• _Trecho do documento_
┏━━

Não estávamos ensaiando, apenas começamos
a tocar sem um rumo certo. Então a Tina criou uma linha
de baixo e David voltou para a parte que tínhamos desenvolvido
no ensaio. A música desenvolveu sozinha. Nós a chamávamos
de nossa canção de New Orleans.
Air, por David Byrne:
Eu acho "Air" muito sensível. Eu tentei escrever
uma canção tocante, com uma melodia bem melancólica.
Para mim, é um canção triste, mas as palavras
não refletem bem isso. É sobre uma pessoa que se
sente tão mal, que até o ar pode sentir a dor.
Heaven, por David Byrne:
Quando fiz Heaven eu tentava parecer com Neil Young. Eu tinha
ouvido Tonight's The Night e Zuma,
discos com grandes músicas. Eu queria mostrar que ao invés
de felicidade, o modelo de beleza poderia ser uma coisa mudana
que acontece sempre e sempre, repetidamente. Uma coisa prazerosa
o suficiente, mas não excitante. Coisas normais podem ser
perfeitas. É quase como se o paraíso não
pudesse ser nada.

┗━━

• _O que fazer_
1. Pode transcrever o trecho sobre as canções de "Não estávamos ensaiando, apenas" até "melodia bem melancólica.", incluindo essas palavras?
2. Pode continuar o trecho sobre as canções a partir de onde ele termina?
Não é preciso consultar o material.

• _Dados registrados_
┏━━

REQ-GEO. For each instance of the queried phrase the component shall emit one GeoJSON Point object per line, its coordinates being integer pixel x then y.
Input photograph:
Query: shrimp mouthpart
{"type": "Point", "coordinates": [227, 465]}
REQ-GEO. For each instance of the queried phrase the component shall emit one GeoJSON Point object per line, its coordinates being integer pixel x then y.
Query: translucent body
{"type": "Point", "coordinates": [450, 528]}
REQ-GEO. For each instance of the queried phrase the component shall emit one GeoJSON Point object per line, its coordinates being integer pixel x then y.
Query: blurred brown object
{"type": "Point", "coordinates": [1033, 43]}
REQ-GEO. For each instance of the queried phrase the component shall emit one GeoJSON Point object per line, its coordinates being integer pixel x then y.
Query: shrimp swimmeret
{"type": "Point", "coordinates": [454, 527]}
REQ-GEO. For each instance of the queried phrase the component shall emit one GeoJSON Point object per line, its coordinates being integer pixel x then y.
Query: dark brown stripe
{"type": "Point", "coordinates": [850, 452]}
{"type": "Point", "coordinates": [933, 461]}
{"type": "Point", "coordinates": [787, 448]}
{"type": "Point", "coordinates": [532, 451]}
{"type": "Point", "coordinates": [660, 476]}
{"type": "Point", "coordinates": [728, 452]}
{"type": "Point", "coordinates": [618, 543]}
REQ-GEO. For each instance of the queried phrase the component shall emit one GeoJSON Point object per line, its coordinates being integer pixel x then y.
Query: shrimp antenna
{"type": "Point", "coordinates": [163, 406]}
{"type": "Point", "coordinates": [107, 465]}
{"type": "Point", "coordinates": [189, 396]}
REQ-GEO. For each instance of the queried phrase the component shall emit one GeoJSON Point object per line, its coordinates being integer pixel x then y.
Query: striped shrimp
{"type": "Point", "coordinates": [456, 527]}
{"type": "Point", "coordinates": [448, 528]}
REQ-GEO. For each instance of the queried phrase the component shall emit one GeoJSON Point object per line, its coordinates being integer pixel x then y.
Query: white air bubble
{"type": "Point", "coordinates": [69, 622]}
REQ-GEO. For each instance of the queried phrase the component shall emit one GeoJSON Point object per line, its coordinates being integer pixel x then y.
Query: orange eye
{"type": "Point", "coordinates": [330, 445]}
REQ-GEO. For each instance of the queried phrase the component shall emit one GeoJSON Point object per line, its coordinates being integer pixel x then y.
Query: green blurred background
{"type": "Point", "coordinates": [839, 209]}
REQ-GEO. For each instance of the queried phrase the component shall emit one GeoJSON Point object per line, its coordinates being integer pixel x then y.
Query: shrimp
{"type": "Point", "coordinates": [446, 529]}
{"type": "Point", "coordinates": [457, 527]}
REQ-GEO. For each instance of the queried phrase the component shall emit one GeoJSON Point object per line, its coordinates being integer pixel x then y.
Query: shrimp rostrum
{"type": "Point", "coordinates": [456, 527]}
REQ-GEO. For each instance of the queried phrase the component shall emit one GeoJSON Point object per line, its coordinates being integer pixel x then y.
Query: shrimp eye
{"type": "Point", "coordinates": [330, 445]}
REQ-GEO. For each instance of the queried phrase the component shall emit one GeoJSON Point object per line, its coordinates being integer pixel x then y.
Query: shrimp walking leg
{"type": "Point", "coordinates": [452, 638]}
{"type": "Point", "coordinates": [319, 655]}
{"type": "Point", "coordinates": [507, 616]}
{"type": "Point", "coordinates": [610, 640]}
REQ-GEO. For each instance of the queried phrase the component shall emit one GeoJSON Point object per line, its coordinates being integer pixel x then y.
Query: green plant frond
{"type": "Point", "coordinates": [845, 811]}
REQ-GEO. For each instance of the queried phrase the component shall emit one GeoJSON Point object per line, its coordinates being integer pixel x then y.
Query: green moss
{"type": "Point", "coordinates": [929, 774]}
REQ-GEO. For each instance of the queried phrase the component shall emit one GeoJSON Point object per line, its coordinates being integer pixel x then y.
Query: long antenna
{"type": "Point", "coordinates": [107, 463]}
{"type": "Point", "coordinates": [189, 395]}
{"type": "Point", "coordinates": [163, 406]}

┗━━
┏━━

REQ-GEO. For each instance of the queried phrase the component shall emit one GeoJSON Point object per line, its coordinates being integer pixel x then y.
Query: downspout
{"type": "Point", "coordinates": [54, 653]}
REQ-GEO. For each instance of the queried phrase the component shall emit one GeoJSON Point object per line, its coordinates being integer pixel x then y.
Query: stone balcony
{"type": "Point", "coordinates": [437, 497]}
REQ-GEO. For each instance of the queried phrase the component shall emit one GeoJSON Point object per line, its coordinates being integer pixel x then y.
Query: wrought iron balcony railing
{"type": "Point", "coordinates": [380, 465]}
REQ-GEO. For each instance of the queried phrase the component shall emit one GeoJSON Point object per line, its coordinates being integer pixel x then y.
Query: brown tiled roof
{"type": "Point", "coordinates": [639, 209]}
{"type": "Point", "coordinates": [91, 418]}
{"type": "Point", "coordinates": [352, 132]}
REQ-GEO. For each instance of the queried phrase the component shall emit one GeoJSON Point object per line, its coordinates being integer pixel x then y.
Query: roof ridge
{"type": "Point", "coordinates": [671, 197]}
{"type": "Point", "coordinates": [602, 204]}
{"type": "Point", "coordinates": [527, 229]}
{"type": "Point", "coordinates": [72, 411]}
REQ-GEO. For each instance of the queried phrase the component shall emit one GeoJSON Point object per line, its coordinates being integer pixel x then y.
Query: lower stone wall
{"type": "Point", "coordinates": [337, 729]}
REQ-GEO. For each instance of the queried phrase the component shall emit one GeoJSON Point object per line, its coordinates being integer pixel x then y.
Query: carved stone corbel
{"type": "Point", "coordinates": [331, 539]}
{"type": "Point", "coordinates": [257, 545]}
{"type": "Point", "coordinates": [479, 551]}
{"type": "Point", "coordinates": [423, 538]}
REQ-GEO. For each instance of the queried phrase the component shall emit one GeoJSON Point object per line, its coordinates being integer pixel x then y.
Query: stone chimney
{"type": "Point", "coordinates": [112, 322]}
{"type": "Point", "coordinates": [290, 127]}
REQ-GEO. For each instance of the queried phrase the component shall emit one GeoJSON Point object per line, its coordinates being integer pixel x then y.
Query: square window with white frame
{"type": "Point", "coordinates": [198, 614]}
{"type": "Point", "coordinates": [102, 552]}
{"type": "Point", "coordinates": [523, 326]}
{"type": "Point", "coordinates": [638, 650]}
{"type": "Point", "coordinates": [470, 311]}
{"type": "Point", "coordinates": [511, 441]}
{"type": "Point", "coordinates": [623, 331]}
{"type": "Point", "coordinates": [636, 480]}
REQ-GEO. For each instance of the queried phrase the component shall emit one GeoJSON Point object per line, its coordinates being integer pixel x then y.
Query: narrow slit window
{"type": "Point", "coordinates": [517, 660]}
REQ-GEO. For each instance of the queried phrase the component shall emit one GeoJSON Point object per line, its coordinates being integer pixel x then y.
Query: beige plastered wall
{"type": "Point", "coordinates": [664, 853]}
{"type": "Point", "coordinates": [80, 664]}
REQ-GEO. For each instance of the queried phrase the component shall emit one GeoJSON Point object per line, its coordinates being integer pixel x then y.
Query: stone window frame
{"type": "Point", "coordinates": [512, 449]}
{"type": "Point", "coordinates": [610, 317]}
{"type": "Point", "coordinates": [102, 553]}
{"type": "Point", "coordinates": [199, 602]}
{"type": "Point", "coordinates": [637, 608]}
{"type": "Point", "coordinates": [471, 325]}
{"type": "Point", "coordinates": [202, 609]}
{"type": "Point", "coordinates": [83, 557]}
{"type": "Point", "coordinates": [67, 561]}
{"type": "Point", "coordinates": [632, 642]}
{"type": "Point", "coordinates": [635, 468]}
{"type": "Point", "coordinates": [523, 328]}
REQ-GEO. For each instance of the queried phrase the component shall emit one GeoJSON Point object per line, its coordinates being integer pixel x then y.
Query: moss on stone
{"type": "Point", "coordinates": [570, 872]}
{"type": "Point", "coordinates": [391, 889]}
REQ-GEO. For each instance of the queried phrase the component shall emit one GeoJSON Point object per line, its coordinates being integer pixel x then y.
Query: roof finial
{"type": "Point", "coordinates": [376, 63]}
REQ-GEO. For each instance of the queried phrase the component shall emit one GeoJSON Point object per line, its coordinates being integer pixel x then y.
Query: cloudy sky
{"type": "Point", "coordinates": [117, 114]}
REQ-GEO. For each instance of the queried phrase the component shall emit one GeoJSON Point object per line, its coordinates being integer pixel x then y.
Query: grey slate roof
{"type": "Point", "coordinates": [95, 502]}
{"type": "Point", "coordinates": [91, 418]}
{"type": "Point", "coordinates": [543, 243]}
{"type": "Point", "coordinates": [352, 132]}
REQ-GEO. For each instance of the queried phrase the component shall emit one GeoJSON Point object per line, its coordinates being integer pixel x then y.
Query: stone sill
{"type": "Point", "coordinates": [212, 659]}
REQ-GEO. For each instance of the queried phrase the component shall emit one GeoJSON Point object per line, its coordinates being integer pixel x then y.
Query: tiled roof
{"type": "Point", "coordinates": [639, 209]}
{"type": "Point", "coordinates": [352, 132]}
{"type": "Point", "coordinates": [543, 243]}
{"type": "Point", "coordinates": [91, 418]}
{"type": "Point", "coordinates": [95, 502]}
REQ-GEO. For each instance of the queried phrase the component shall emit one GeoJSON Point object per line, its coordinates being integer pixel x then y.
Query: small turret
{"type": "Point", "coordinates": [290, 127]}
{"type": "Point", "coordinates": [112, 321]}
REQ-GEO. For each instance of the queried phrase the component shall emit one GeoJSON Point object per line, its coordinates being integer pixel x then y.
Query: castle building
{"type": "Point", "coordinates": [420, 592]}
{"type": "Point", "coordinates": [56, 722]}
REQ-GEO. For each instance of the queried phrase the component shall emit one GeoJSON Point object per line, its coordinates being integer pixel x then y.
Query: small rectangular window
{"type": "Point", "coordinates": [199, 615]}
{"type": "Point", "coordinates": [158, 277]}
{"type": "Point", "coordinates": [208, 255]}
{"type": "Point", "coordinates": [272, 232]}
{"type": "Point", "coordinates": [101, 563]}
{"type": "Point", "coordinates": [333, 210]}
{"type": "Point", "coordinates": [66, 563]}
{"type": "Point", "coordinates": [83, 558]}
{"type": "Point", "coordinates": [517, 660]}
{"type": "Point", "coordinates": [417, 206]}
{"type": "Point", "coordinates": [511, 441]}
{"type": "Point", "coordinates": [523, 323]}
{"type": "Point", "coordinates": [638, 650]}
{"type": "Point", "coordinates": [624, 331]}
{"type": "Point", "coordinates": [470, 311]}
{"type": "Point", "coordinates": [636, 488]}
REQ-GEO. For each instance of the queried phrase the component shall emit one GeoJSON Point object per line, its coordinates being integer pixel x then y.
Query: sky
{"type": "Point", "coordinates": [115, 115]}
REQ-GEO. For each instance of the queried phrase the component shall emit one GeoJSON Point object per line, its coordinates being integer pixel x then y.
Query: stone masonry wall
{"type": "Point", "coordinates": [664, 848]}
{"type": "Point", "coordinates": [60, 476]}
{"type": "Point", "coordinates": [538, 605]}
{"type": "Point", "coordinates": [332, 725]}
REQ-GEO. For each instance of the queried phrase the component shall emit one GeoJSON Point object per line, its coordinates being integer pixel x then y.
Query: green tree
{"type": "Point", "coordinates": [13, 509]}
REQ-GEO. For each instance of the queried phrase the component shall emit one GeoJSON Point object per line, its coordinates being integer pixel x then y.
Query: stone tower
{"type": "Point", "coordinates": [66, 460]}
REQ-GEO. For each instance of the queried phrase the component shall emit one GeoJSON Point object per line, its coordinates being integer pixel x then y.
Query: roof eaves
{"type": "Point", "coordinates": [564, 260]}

┗━━
┏━━

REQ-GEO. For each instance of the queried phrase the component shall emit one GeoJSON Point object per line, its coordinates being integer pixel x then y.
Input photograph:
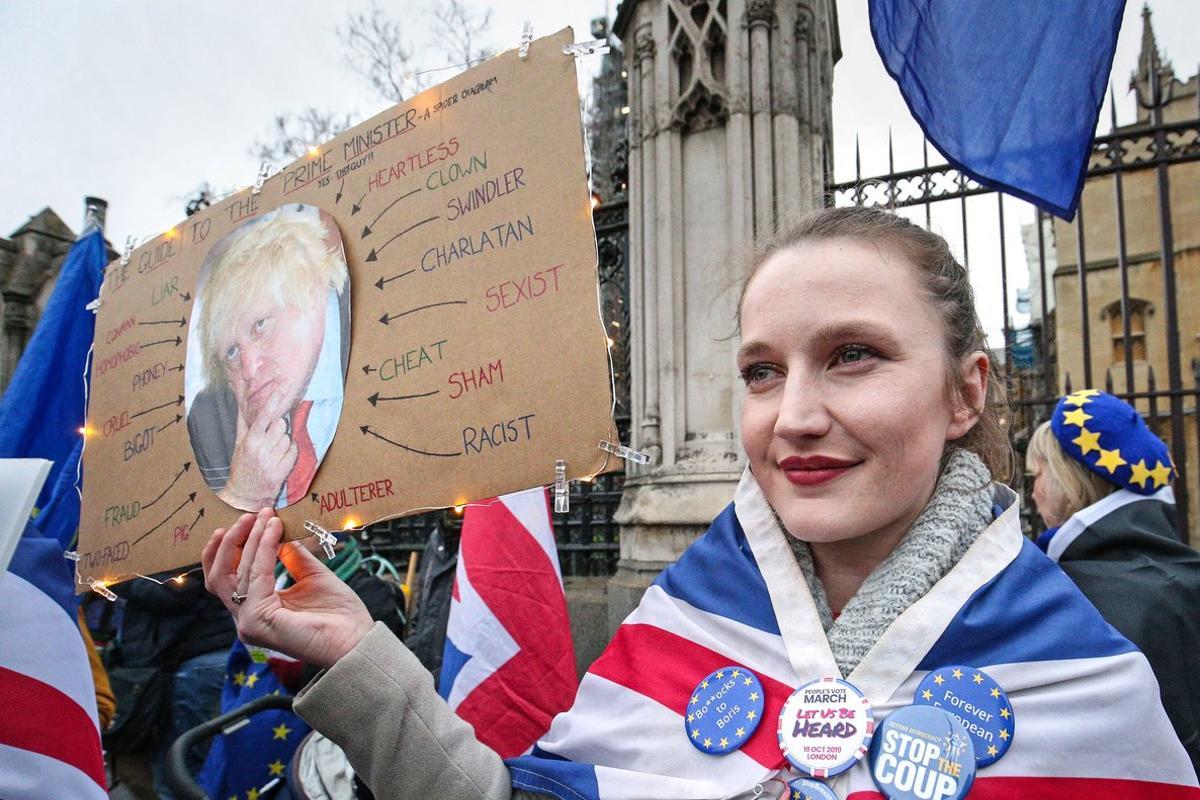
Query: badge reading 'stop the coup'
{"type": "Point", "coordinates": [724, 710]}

┗━━

• _Tarefas resolvidas_
1.
Não estávamos ensaiando, apenas começamos
a tocar sem um rumo certo. Então a Tina criou uma linha
de baixo e David voltou para a parte que tínhamos desenvolvido
no ensaio. A música desenvolveu sozinha. Nós a chamávamos
de nossa canção de New Orleans.
Air, por David Byrne:
Eu acho "Air" muito sensível. Eu tentei escrever
uma canção tocante, com uma melodia bem melancólica.

2.
Animals, por Jerry Harrison:
É a típica canção que as pessoas gostam
ou não. As pessoas têm um grande carinho por seus
bichinhos de estimação. É uma canção
cheia de truques na métrica. Tivemos dificuldades em cantá-la
ao mesmo tempo.
Electric Guitar, por Tina
Weymouth: "Electric Guitar" seria originalmente
apenas palavras batida em um papel. David me mostrou um monte
de palavras. Nós não tínhamos terminado a
canção, mas isso não tinha importância
porque seria pedaços sem música ou contexto. Eu
disse para ele ir frente, porque era muito estranho. Então
começou a cantar aquilo como se fosse um retardado. Nós
dissemos para ir em frente, porque estava muito retardado, você
não entendia a letra. Brian pôs um efeito no meu
baixo e soou como uma tuba e gostei muito disso.
Drugs, por David Byrne:
Originalmente era para ser chamado de Electricity. Era um vocal
divertido. Eu tentei uma aproximação diferente,
dando ênfase nas sílabas erradas. Eu tentei cantar
bem de leve e tentei cantar um estilo exclamatório. Fiquei
frustrado, nada parecia funcionar. Comecei a fazer um monte de
excercíos enquanto cantava, até que comecei a trotar
e funcionou. É um canção com a respiração
diferente; você ouve um pouco de grito e sopro.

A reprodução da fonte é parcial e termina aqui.